§ Texto para leitura:
———

Não haverá outra Florence Nightingale?

27-01-2015 18:39

Num destes dias, enquanto estendia roupa, as peúgas da família, dei comigo a pensar nas enfermeiras e em Florence Nightingale.
Florence Nightingale é mundialmente considerada a fundadora da enfermagem moderna. Com a sua iniciativa e o seu trabalho contribuiu para dignificar uma profissão – a da enfermagem – que até à época era um trabalho desqualificado, socialmente desvalorizado e mal remunerado, sendo os cuidados médicos prestados sem qualquer qualidade técnica e a profissão desempenhada pelas Irmãs de Caridade e sobretudo, pelas matrons, pessoas com uma conduta pessoal reprovável: alcoolismo, roubo, desleixo, promiscuidade, etc.
Estudando as condições em que os cuidados médicos eram prestados, Florence Nightingale demonstrou estatisticamente que quando a técnica e a assepsia eram respeitadas, morriam menos pessoas (naquele caso, soldados, pois a estatística foi feita nos hospitais militares do Reino Unido) do que nas circunstâncias então existentes e que era de toda a conveniência a formação pessoal e profissional das enfermeiras.

———

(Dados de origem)
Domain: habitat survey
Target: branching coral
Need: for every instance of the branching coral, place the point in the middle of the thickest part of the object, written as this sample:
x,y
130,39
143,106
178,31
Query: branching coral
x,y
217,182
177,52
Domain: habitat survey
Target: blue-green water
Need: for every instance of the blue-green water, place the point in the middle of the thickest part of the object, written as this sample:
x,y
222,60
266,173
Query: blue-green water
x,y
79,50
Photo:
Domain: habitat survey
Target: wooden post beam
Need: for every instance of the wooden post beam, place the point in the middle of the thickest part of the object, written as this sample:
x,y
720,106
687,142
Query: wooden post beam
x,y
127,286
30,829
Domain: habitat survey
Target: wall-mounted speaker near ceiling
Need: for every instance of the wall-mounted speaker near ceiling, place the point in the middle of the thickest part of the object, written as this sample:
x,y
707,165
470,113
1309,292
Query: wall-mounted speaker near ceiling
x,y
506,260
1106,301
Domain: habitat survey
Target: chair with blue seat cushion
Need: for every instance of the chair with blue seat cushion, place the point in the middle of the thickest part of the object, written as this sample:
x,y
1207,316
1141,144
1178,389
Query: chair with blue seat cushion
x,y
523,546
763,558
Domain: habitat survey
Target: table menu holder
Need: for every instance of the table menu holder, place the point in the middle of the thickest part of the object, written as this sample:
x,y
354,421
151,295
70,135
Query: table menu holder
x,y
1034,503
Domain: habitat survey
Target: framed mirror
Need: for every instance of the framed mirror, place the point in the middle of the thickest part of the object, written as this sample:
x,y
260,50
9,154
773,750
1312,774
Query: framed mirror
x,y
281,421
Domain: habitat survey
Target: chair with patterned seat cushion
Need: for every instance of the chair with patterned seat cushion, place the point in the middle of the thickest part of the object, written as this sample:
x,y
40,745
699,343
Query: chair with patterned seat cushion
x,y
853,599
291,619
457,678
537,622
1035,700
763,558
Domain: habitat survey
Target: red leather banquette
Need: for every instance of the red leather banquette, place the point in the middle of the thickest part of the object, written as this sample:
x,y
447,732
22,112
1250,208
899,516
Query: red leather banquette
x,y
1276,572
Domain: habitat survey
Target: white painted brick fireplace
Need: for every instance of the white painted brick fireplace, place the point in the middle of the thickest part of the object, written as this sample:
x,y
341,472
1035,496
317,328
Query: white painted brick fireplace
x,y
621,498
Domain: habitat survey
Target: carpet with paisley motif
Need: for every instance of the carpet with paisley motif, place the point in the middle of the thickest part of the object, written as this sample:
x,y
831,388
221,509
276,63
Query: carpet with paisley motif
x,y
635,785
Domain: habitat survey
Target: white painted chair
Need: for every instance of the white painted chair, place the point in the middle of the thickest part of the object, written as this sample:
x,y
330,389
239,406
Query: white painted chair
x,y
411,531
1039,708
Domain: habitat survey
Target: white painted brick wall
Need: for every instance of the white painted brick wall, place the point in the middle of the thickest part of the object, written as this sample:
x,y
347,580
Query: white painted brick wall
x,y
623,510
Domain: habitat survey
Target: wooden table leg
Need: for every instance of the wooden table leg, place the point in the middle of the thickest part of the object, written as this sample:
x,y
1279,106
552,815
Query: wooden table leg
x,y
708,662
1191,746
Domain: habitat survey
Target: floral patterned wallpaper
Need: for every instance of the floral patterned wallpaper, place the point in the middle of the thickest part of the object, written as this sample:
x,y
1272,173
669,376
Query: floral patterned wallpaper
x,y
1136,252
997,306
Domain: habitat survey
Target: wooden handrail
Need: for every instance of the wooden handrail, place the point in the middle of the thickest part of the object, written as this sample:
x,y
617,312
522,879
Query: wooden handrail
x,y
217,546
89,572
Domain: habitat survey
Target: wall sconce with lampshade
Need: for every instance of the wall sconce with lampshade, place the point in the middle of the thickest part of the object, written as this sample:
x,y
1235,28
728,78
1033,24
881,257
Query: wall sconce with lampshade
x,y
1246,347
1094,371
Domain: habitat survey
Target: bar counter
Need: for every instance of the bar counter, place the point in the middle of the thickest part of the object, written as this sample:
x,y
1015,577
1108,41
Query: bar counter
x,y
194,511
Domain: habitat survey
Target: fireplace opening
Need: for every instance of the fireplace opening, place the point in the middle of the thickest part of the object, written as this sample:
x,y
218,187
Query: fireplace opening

———

§ Verifique a compreensão:
[1] Responda às perguntas seguintes com base no texto sobre Florence Nightingale:
(a) O que estava a fazer quem escreve quando começou a pensar nas enfermeiras?
(b) Como é Florence Nightingale mundialmente considerada?
(c) Em que hospitais foi feita a estatística de Florence Nightingale?
[2] Indique todos os comportamentos reprováveis que o texto sobre Florence Nightingale atribui às matrons.
[3] Prossiga a redação do texto sobre Florence Nightingale a partir da última frase apresentada.
As entradas constituem material distinto do texto sobre Florence Nightingale.

§ Respostas esperadas:
[1]
(a) Estava a estender roupa, as peúgas da família.
(b) É considerada a fundadora da enfermagem moderna.
(c) Nos hospitais militares do Reino Unido.

[2] Alcoolismo, roubo, desleixo, promiscuidade.

[3]
Analisando o valor social do trabalho doméstico, podemos concluir que ainda hoje, no século XXI e por cá, comunga de algumas das características da enfermagem no final do séc. XIX: socialmente desvalorizado, com um desempenho associado no imaginário a um nível socioeconómico baixo, de preferência executado por emigrantes, das quais muitas sem a escolaridade básica e sem qualquer formação técnica. E, se não é mal remunerado, comparando com outras profissões, é porque a oferta é escassa.
Mas o trabalho da casa é uma profissão? Não é só limpar o pó, despejar o lixo, cozinhar e pouco mais? Não existem hoje em dia máquinas de cozinhar? Aspiradores robots?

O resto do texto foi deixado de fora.